» **ФРАГМЕНТ ТЕКСТА**:
★ ★ ★ ★ ★ ★ ★
Нетерпение мысли, или Исторический портрет радикальной русской интеллигенции
Шрифт:
Коммунистическая утопия потребовала полной перетряски привычного, веками складывавшегося, уклада жизни, причем не только в экономике и государственном строительстве, но и в быту. Вожди опирались на фантазии классиков, а в них все было пригнано и гладко. А насколько это противно человеческой природе, вождей революции не интересовало. Главное для них – простота и порядок, чтобы все было по теории, все было «правильно». Правильность эту надо было создавать самим, сознательно и планомерно. Высшим же мерилом для всего общества должна была стать пролетарская мораль.
Тут же услужливые интеллигенты, быстро сроднившиеся с новыми идеалами, стали подводить «теоретический фундамент» под жизнь в коммунистическом зазеркалье: появились теории коммун как ячеек будущего
… Будущий советский академик В. М. Фриче, литературовед и искусствовед, которому в 1917 г. стукнуло 47 лет и он отметил свой день рождения вступлением в «ряды», с радостью перечеркнул во имя пролетарской диктатуры всю свою жизнь, по сути отрекся от нее. Теперь он заливался соловьиной трелью, задыхался от умиления перед новой «пролетарской расой»: «В лице пролетариата, – писал этот деятель в 1918 г., – в мир вступила новая раса, созданная железом, отлитая из стали. В ней “сила паров” и “мощь динамита”… Железной поступью идет она в обетованную страну будущего. Что ей старый мир с его богами и идолами! Перед ней – страна еще неведомых чудес. Вся во власти “мятежного страстного хмеля”, она не остановится ни перед чем… Пусть старый мир бросает ей в лицо имя “вандала”, палача красоты и “хама”, – что ей жалкий лепет умирающего мира!» [468] .
[468]Батыгин Г.С. «Место, которого нет» (Феномен утопии в социологической перспективе) // Вестник АН СССР. 1989. № 10. С. 24.
★ ★ ★ ★ ★ ★ ★
» **ПЕРЕЧЕНЬ МАТЕРИАЛА**:
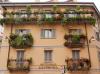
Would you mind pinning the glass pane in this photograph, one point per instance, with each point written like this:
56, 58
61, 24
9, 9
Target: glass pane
★ ★ ★ ★ ★ ★ ★
» **ЦЕЛЬ**: Объясните по фрагменту о радикальной русской интеллигенции, почему вождей революции не занимало, насколько перестройка жизни противна человеческой природе.

» **ОТВЕТ НА ЗАДАНИЕ**: Для них главными были простота и порядок: всё должно было идти по теории и быть «правильным». Опирались они на фантазии классиков, где всё было пригнано и гладко.